- _The problem_
What is needed is an exact copy of the entries below, with the pictures left out.

- _Entries supplied_

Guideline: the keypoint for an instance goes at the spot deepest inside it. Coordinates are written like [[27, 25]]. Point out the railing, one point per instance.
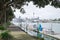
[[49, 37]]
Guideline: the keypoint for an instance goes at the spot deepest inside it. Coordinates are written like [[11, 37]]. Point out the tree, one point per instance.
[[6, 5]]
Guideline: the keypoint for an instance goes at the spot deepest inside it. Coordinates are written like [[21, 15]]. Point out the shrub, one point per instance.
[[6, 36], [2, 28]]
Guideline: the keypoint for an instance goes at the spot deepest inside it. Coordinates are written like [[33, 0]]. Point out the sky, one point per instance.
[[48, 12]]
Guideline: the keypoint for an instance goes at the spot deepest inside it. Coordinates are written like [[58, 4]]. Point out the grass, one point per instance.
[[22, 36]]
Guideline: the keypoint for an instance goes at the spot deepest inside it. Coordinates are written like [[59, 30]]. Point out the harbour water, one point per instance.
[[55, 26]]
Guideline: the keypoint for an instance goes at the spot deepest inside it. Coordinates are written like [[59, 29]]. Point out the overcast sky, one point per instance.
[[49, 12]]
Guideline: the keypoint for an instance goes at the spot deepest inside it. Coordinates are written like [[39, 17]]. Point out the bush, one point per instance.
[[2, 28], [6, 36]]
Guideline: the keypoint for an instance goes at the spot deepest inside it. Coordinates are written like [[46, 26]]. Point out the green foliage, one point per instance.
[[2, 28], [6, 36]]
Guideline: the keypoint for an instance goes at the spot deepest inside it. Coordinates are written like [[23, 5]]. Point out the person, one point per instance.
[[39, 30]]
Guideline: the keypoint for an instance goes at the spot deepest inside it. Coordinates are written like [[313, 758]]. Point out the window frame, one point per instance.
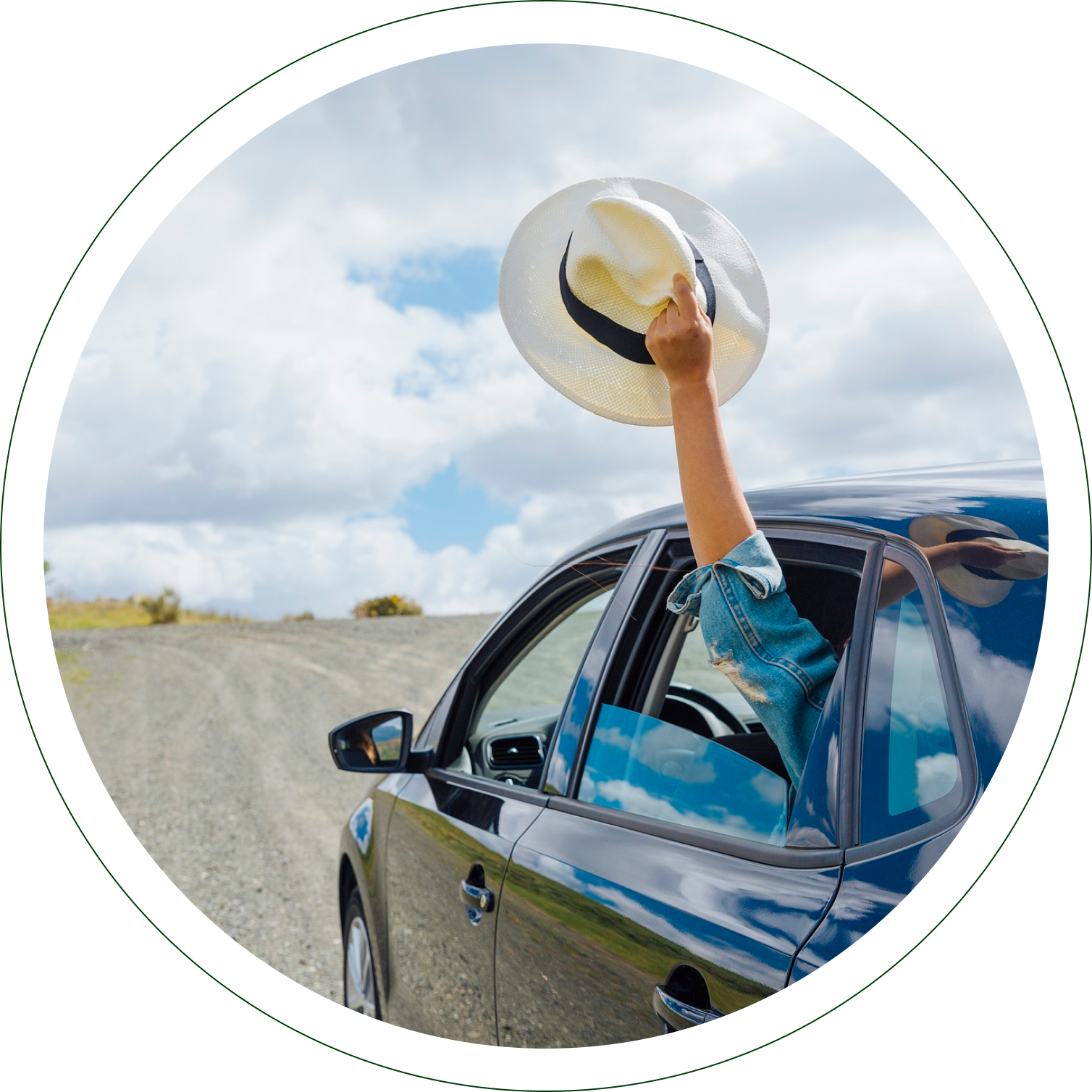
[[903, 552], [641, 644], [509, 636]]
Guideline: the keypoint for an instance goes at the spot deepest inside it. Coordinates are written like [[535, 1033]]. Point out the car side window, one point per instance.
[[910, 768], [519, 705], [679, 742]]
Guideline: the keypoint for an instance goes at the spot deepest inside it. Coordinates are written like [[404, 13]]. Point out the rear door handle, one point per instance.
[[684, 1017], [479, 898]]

- _Response_
Guideline: the keypoint for an instance goes at the spot deepest inside it. Coordinates are written like [[27, 25]]. Point out the railing, one point per instance.
[[49, 37]]
Guideline: the keypoint for an instance goes at the spot deepest inside it. Coordinates are written like [[11, 37]]. Point out the tree, one point per instance.
[[6, 5]]
Guideline: the keypoint for an instance goes at the spot deepest inside it. Coordinates are written like [[21, 15]]. Point out the shrub, one point per instance.
[[6, 36], [2, 28]]
Guideline: the keypoint for an instance goes at the spot deepest inside it. Coordinates are written like [[33, 0]]. Point out the sky, one point per instance.
[[48, 12]]
Guideline: the keypoint for an instance goes at the spot deepest inside it. Coordinates are written like [[58, 4]]. Point out the grass, one point per instance.
[[22, 36]]
Guideline: the keypoint for an instance goes at the spot deepest inside it. Coordinates are written like [[59, 30]]. Point out the harbour water, one point per instance.
[[55, 26]]
Guideline: the keypoint for an instance goes at the spot deepest inside it. Coordinates are written like [[59, 29]]. Point out the overcast sky, one point per instance.
[[49, 12]]
Guideline: the keypoint for an instance goes at the spot deepest inside it. Coordinates are written like [[39, 17]]. Point out the bush, one point per instance.
[[2, 28], [6, 36]]
Guideline: the keypoint for an instance goes at the spot deepest inside it. Coordinates are written like [[46, 26]]. Point out the green foliage, one point per instance.
[[2, 28], [6, 36]]
Guideline: the keypoint for an instance goes at the spot deepest inside it. Coordinates are written like [[23, 5]]. Point out the person, one point per instance.
[[39, 30]]
Guideline: the keypoint for an instance goes at the spot deepest inside it. Coordinates are written like [[313, 758]]. Point out the window frame, one point per instance.
[[903, 552], [641, 644], [509, 636]]
Guideline: the keypoint for an instance goes at the spot deepest inside it. Coordinates are written like [[535, 1033]]. Point out the car side window, one point per instance.
[[910, 768], [519, 705], [679, 742]]
Guideline: the keypoint for an instance goes at the spot deepest inside it. Coordinates are written like [[404, 13]]. Point out the rear door handle, one point per instance.
[[684, 1017], [479, 898]]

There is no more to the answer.